• Data:
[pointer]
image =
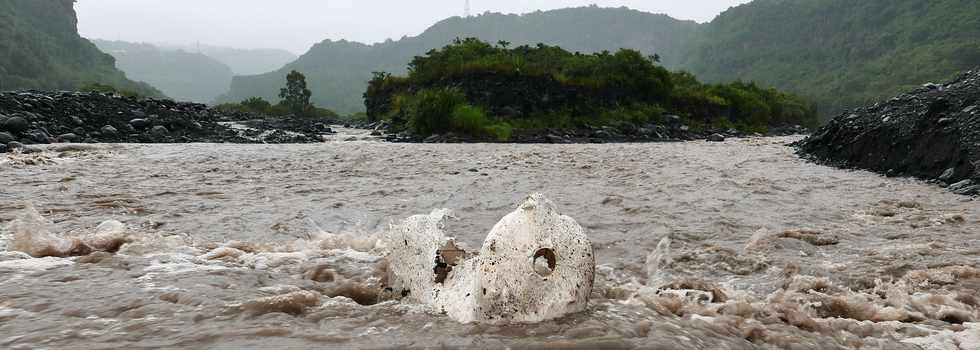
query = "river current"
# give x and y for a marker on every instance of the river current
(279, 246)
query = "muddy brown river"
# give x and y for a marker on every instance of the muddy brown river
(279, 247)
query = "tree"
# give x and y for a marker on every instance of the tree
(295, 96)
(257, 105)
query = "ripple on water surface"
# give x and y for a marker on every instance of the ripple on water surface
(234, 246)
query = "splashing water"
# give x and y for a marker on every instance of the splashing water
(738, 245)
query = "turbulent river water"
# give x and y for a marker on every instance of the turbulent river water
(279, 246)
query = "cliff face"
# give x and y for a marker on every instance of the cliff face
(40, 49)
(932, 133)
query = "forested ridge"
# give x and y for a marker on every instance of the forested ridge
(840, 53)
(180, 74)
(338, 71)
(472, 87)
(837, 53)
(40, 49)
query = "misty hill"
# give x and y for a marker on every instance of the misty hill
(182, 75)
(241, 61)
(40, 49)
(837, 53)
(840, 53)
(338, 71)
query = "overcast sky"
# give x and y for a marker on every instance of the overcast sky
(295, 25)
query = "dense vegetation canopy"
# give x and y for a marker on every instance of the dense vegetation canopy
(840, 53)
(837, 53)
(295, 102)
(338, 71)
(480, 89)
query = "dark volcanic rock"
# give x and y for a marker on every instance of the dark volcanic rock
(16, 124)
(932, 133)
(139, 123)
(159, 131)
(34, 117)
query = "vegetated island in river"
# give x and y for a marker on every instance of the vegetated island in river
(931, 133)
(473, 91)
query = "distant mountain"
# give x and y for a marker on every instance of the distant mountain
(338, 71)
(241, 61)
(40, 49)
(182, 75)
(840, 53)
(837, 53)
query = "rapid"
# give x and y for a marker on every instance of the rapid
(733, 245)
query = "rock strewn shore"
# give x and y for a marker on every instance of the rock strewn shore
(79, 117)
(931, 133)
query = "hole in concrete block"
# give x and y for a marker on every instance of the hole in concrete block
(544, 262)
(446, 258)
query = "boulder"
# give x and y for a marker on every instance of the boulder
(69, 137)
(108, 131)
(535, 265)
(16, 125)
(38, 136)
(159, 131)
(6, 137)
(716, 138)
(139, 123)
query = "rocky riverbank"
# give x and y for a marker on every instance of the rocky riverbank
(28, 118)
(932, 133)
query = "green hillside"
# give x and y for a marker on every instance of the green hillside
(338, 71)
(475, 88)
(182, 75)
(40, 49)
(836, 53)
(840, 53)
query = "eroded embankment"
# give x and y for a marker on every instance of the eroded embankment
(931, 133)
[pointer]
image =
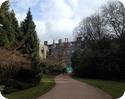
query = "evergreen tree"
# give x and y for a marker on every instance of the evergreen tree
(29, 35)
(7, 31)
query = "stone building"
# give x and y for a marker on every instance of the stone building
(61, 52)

• Exercise brief:
The pictures in the entries should be left out; output everything else exactly.

• Finished answer:
[pointer]
image =
query = "river current"
# give x and y for a marker on every instance of the river current
(279, 246)
query = "muddy brown river"
# give x and y for a marker on every instance of the muddy brown river
(279, 247)
query = "tree"
# give x and y for a marker on every instance of the tree
(295, 96)
(257, 105)
query = "ripple on water surface"
# give x and y for a marker on every instance of the ripple on water surface
(234, 246)
query = "splashing water"
# give x and y for a marker on every instance of the splashing water
(738, 245)
query = "turbulent river water"
# give x and y for a marker on every instance of the turbulent river water
(279, 246)
query = "cliff face"
# give x and y for a marker on every instance of the cliff face
(40, 49)
(932, 133)
query = "forested ridge"
# give x and y for a marker on every instance of the forested ridge
(840, 53)
(180, 74)
(338, 71)
(472, 87)
(837, 53)
(40, 49)
query = "misty hill"
# give x and y for a marker on every instance of the misty hill
(182, 75)
(241, 61)
(40, 49)
(837, 53)
(840, 53)
(338, 71)
query = "overcast sky"
# give x and y for a marker on every instance of the overcast sky
(295, 25)
query = "dense vegetation canopy"
# give x and y for a marker on every instance of the dense vegetation canopy
(840, 53)
(837, 53)
(295, 102)
(338, 71)
(480, 89)
query = "dark volcanic rock"
# give x and y for a marker on every instance of the dark volcanic rock
(16, 124)
(932, 133)
(139, 123)
(159, 131)
(34, 117)
query = "vegetated island in river"
# give x and y for a marker on every instance of the vegetated island in river
(931, 133)
(473, 91)
query = "distant mountain"
# give x and y for a marker on every instance of the distant mountain
(338, 71)
(241, 61)
(40, 49)
(182, 75)
(840, 53)
(837, 53)
query = "rapid"
# give x and y for a marker on every instance of the rapid
(733, 245)
query = "rock strewn shore"
# give x and y for a marker on every instance of the rock strewn shore
(79, 117)
(931, 133)
query = "hole in concrete block"
# give x and y for a marker on every instance of the hole in concrete block
(544, 262)
(446, 258)
query = "boulder"
# give x and y for a marker on every instance of the boulder
(69, 137)
(108, 131)
(535, 265)
(16, 125)
(38, 136)
(159, 131)
(6, 137)
(716, 138)
(139, 123)
query = "rocky riverbank"
# give x and y for a marker on every instance of the rocky riverbank
(28, 118)
(932, 133)
query = "green hillside"
# give x and y for a marker on every instance of the green hillside
(338, 71)
(475, 88)
(182, 75)
(40, 49)
(836, 53)
(840, 53)
query = "eroded embankment"
# give x and y for a marker on every instance of the eroded embankment
(931, 133)
[pointer]
image =
query = "evergreen tree"
# give x and y for a marker on every instance of the evergreen tree
(29, 35)
(7, 31)
query = "stone building"
# give x and y for a marker on every instance of the stone building
(61, 52)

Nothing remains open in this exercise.